◆ Exercise details:
Give the records below again exactly, and exclude each picture.

◆ Dataset records:
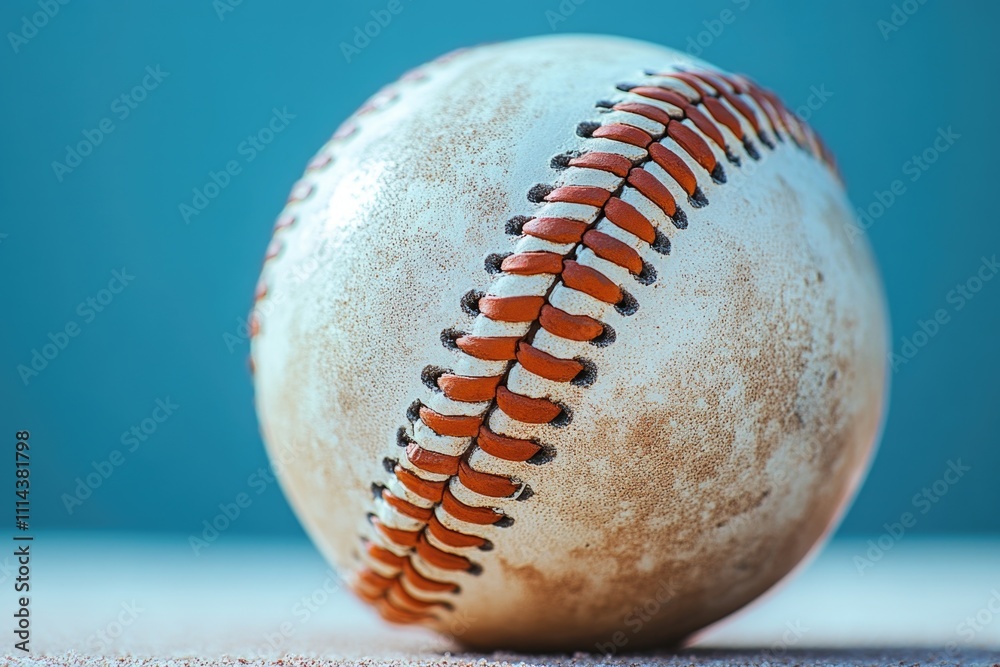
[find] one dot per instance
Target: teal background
(164, 336)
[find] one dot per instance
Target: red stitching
(713, 103)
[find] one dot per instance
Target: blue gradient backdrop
(891, 88)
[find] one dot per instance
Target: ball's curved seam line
(652, 113)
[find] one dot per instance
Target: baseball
(569, 343)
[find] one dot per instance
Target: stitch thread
(429, 505)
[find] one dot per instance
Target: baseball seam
(423, 518)
(574, 254)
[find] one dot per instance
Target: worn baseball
(569, 343)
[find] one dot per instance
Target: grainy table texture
(123, 600)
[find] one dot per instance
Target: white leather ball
(569, 343)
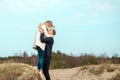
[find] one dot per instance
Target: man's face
(50, 32)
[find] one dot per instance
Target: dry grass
(17, 71)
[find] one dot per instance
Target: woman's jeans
(47, 61)
(41, 55)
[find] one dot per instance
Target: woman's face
(50, 32)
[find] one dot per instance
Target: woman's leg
(41, 55)
(47, 61)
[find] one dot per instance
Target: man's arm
(45, 39)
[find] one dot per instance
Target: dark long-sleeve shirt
(49, 44)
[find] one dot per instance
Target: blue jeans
(47, 61)
(41, 55)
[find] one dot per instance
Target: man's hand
(41, 30)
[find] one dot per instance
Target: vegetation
(62, 60)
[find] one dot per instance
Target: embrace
(43, 44)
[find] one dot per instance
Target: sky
(82, 26)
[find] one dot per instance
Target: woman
(39, 46)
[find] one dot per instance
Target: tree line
(62, 60)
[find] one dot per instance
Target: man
(48, 51)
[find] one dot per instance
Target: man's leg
(46, 66)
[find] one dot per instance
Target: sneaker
(41, 76)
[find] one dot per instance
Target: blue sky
(83, 26)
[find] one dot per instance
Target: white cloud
(26, 5)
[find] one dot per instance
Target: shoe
(34, 47)
(41, 76)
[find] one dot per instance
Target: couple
(43, 44)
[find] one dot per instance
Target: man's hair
(54, 32)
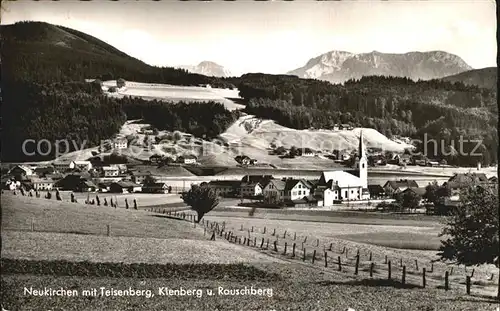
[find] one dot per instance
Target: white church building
(337, 186)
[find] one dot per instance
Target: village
(338, 189)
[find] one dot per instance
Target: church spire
(362, 150)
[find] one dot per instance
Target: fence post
(446, 284)
(389, 270)
(423, 277)
(357, 265)
(403, 278)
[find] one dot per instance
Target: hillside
(485, 77)
(42, 52)
(208, 68)
(340, 66)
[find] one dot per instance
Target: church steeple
(362, 162)
(361, 149)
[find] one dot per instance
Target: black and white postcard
(249, 155)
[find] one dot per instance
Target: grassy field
(144, 249)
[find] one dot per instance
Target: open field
(174, 93)
(77, 233)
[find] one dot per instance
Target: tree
(202, 199)
(473, 229)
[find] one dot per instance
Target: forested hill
(432, 109)
(42, 52)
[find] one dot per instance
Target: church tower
(362, 162)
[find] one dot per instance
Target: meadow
(58, 244)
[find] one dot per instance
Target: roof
(343, 179)
(374, 189)
(126, 184)
(257, 178)
(225, 183)
(417, 190)
(401, 183)
(41, 180)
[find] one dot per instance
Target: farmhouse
(251, 189)
(81, 165)
(120, 143)
(225, 187)
(110, 171)
(286, 190)
(187, 159)
(61, 166)
(345, 185)
(155, 188)
(140, 177)
(124, 187)
(376, 191)
(42, 183)
(85, 186)
(396, 186)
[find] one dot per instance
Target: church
(351, 185)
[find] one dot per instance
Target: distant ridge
(340, 66)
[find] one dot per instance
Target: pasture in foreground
(136, 235)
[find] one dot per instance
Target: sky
(274, 36)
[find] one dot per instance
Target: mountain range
(208, 68)
(340, 66)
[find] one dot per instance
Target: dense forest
(423, 110)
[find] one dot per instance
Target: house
(187, 159)
(155, 188)
(120, 143)
(225, 187)
(155, 158)
(376, 191)
(43, 171)
(110, 171)
(463, 180)
(20, 171)
(85, 186)
(61, 166)
(345, 185)
(140, 177)
(72, 181)
(285, 190)
(81, 165)
(252, 189)
(308, 152)
(124, 187)
(396, 186)
(42, 183)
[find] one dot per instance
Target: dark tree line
(431, 110)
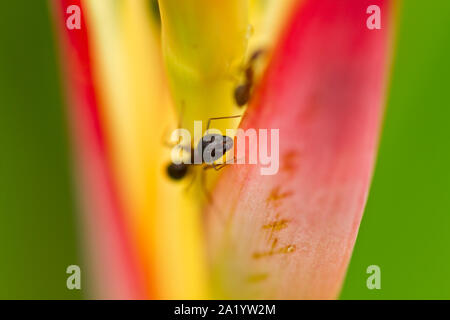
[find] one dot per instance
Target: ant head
(211, 143)
(177, 171)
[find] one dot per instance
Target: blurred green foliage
(405, 229)
(37, 215)
(406, 226)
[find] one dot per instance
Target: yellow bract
(163, 223)
(204, 44)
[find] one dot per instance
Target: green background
(406, 227)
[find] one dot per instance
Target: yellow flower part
(164, 224)
(204, 44)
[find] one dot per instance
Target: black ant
(242, 93)
(209, 142)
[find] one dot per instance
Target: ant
(242, 93)
(209, 142)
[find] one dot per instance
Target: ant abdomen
(214, 147)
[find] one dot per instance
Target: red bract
(113, 266)
(291, 235)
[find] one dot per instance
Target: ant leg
(191, 183)
(220, 118)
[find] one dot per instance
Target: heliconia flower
(290, 235)
(130, 76)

◆ Response area:
[find] one dot per instance
Target: teal background
(164, 336)
[find] one dot per instance
Target: red stitching
(713, 103)
[find] one dot per instance
Target: blue gradient backdrop
(891, 88)
[find] one dot per instance
Target: ball's curved seam line
(652, 113)
[find] one dot per instance
Target: baseball
(569, 343)
[find] one dot per instance
Target: stitch thread
(429, 505)
[find] one dot per instance
Target: baseball seam
(423, 518)
(574, 254)
[find] one dot per instance
Target: worn baseball
(569, 343)
[find] one dot per instance
Target: grainy table texture
(123, 600)
[find] one dot per instance
Target: white leather ball
(569, 343)
[find] one dot per instance
Target: man's face
(50, 32)
[find] one dot per instance
Target: dry grass
(17, 71)
[find] one dot per instance
Target: woman's jeans
(47, 61)
(41, 55)
[find] one dot per instance
Target: woman's face
(50, 32)
[find] one dot per instance
Target: woman's leg
(41, 55)
(47, 61)
[find] one dot per instance
Target: man's arm
(45, 39)
[find] one dot per instance
Target: dark long-sleeve shirt
(49, 44)
[find] one dot per instance
Target: blue jeans
(47, 61)
(41, 55)
[find] one dot per instance
Target: man's hand
(41, 30)
[find] one dot per instance
Target: vegetation
(62, 60)
[find] one dot per instance
Target: embrace
(43, 44)
[find] one dot per instance
Target: sky
(82, 26)
[find] one dot per instance
Target: woman
(39, 46)
[find] one dot per instance
Target: tree line
(62, 60)
[find] one dot per instance
Target: man
(48, 51)
[find] one dot per instance
Target: man's leg
(46, 66)
[find] one dot per instance
Target: sneaker
(41, 76)
[find] one dot per instance
Target: blue sky
(83, 26)
[find] one dot per instance
Target: white cloud
(26, 5)
[find] one dot per instance
Target: shoe
(34, 47)
(41, 76)
[find] one dot per instance
Target: couple
(43, 44)
[find] one dot per instance
Target: man's hair
(54, 32)
[find] one dot per instance
Target: white church building
(337, 186)
[find] one dot per instance
Target: village
(338, 189)
[find] one dot per instance
Target: church spire
(362, 150)
[find] one dot per instance
Target: fence post
(446, 284)
(389, 270)
(423, 277)
(357, 265)
(403, 278)
[find] one dot per instance
Target: hillside
(485, 77)
(42, 52)
(208, 68)
(340, 66)
[find] one dot per instance
Target: church steeple
(362, 162)
(361, 149)
[find] one dot per instance
Target: black and white postcard
(249, 155)
[find] one dot per instance
Target: grassy field
(144, 249)
[find] one dot per instance
Target: open field
(174, 93)
(77, 233)
[find] one dot per instance
Target: tree
(202, 199)
(473, 229)
[find] one dot per instance
Target: forested hill
(432, 109)
(42, 52)
[find] one dot per instance
Target: church tower
(362, 162)
[find] one dot per instance
Target: meadow
(58, 244)
[find] one dot per instance
Target: roof
(343, 179)
(374, 189)
(126, 184)
(257, 178)
(225, 183)
(417, 190)
(401, 183)
(41, 180)
[find] one dot per instance
Target: farmhouse
(251, 189)
(81, 165)
(120, 143)
(225, 187)
(110, 171)
(286, 190)
(187, 159)
(61, 166)
(345, 185)
(155, 188)
(140, 177)
(124, 187)
(376, 191)
(42, 183)
(85, 186)
(396, 186)
[find] one dot per instance
Target: church
(351, 185)
[find] one dot per instance
Target: distant ridge
(340, 66)
[find] one dot per instance
Target: pasture in foreground
(136, 235)
[find] one dot per instance
Target: sky
(274, 36)
[find] one dot per instance
Target: mountain range
(208, 68)
(340, 66)
[find] one dot per instance
Target: dense forest
(423, 110)
[find] one dot per instance
Target: house
(187, 159)
(155, 188)
(120, 143)
(225, 187)
(155, 158)
(376, 191)
(43, 171)
(110, 171)
(463, 180)
(20, 171)
(85, 186)
(61, 166)
(345, 185)
(140, 177)
(72, 181)
(285, 190)
(81, 165)
(252, 189)
(308, 152)
(124, 187)
(396, 186)
(42, 183)
[find] one dot per instance
Target: dark tree line
(431, 110)
[find] one dot per instance
Target: ant head
(211, 143)
(177, 171)
[find] one dot per instance
Target: blurred green foliage
(405, 229)
(37, 215)
(406, 226)
[find] one dot per instance
Target: yellow bract
(163, 223)
(204, 44)
[find] one dot per instance
Target: green background
(406, 227)
[find] one dot per instance
Target: yellow flower part
(164, 224)
(204, 44)
[find] one dot per instance
Target: black ant
(242, 93)
(209, 142)
[find] one dot per instance
Target: ant
(242, 93)
(209, 142)
[find] one dot per instance
Target: ant abdomen
(214, 147)
[find] one dot per instance
Target: red bract
(113, 266)
(291, 235)
[find] one dot per instance
Target: ant leg
(191, 183)
(220, 118)
[find] one dot per instance
Target: heliconia flower
(290, 235)
(130, 76)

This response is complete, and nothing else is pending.